_WRITTEN REQUEST A_.
Answer these questions about the mailing-list message on architecture patterns below:
(i) What framework does the reply recommend, and who makes it available?
(ii) What can each category in the taxonomy contain?
(iii) What does the quoted writer guess is causing the bottleneck?
_WRITTEN REQUEST B_.
In the mailing-list message below, rewrite the quoted paragraph beginning "So basically" as a short list that keeps its main facts.

_TEXT PROVIDED_.
§

Re: Architecture pattern...

Subject: Re: Architecture pattern...
From: Ovidiu Predescu <ovidiu@xxxxxxxxxx>
Date: Thu, 05 Oct 2000 13:43:57 -0700
You may want to take a look at Cocoon, a Java/XML publishing framework
available from the Apache Group:

http://xml.apache.org/cocoon

It has lots of other goodies besides having pre-parsed XML documents and
stylesheets.

Regards,
Ovidiu

On Thu, 5 Oct 2000 17:43:34 +0100, "Peter McEvoy" <peter.mcevoy@xxxxxxxx> 
wrote:

> I'm trying to think of good ways to architect/design a web application that
> I'm currently working on, and I've a few ideas knocking around in my head,
> and I wonder if any of ye can comment...
> 
> So basically, what I wnat to be able to do is present a taxonomy (if you
> read this list regularly, I posted a query on Friday which explained what I
> was doing there - thanks guys, I got it all figured from your replies).  A
> taxonomy consists of categories and subcategories, and so on.  Each
> category can contain articles.  So I have something really nice working
> based on the servlet example that comes with xalan.  It works well and
> demonstrates what I want to do very well.
> 
> categories.xml + categories.xsl + cat_id -> servlet -> HTML output.
> 
> However, I have noticed that this is quite slow (even though I think the SAX
> parser is being used) - I guess the overhead of parsing the xml and xsl each
> hit is causing the bottle neck.
> 
> So, working in a company that produces a high quality EJB server I figure
> that I'll try to make some changes to the pattern used:
> 
> categories.xml -> categories bean (preparsed categories DOM)
> 
> categories.xsl -> stylesheet bean (preparsed xsl DOM)

§

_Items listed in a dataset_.
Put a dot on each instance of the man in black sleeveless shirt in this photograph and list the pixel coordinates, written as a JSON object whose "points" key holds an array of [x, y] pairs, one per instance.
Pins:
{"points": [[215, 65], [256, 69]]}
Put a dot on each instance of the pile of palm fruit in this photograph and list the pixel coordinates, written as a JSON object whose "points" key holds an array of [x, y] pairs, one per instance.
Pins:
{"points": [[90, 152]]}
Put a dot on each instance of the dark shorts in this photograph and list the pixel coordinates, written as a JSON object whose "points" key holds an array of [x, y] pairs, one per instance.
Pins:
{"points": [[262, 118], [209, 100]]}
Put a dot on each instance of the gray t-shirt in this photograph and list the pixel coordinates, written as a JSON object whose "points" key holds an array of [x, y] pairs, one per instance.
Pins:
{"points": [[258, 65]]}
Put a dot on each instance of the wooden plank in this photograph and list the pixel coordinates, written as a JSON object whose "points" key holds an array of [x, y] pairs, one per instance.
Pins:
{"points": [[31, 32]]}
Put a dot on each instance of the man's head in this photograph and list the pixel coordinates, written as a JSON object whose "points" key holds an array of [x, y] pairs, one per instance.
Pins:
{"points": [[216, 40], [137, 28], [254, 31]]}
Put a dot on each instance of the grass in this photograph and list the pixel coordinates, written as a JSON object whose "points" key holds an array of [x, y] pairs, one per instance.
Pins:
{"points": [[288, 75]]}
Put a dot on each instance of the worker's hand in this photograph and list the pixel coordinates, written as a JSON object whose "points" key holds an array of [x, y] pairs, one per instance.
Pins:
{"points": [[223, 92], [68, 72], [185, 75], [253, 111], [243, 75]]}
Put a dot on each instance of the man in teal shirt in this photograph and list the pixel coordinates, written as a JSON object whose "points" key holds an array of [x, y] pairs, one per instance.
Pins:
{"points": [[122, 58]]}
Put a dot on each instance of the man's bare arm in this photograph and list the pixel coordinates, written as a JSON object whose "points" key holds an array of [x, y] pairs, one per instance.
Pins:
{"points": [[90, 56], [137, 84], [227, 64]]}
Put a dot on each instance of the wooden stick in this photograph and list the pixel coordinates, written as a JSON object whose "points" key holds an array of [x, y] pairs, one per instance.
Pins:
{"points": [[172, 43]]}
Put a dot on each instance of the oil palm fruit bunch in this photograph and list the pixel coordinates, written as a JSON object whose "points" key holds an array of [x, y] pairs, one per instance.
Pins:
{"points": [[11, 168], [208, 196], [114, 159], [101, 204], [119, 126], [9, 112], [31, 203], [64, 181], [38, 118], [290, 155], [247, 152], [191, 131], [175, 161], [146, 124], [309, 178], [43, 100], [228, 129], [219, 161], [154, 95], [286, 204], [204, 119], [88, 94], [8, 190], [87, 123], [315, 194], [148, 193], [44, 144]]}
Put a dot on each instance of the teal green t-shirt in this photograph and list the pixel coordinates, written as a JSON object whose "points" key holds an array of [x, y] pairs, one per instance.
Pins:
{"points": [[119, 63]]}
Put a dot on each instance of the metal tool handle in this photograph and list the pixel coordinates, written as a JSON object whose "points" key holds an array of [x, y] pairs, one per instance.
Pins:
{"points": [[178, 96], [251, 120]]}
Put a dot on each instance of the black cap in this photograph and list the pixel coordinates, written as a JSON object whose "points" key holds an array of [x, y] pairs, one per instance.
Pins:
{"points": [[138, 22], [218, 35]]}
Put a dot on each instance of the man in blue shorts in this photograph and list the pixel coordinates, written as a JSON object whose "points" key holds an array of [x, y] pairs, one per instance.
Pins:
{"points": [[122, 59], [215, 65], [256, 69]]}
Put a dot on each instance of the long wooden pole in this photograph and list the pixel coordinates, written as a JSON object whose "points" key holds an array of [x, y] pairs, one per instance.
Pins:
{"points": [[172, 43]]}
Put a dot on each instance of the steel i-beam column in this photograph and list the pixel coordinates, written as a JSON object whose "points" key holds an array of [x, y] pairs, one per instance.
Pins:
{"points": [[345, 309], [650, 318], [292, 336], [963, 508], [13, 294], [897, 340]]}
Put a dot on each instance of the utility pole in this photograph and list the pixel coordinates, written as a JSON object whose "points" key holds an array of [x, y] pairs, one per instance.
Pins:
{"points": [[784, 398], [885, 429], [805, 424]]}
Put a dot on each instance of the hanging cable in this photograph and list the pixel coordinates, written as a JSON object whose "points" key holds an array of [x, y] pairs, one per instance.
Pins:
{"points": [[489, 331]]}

§

_CORRECT ANSWER A_.
(i) Cocoon, a Java/XML publishing framework available from the Apache Group.
(ii) Articles.
(iii) The overhead of parsing the XML and XSL on each hit.

_CORRECT ANSWER B_.
- The writer wants to present a taxonomy.
- The writer posted a query about this on Friday and worked it out from the replies.
- A taxonomy consists of categories, subcategories and further levels.
- Each category can contain articles.
- A working version, based on the servlet example that comes with Xalan, works well and demonstrates the goal.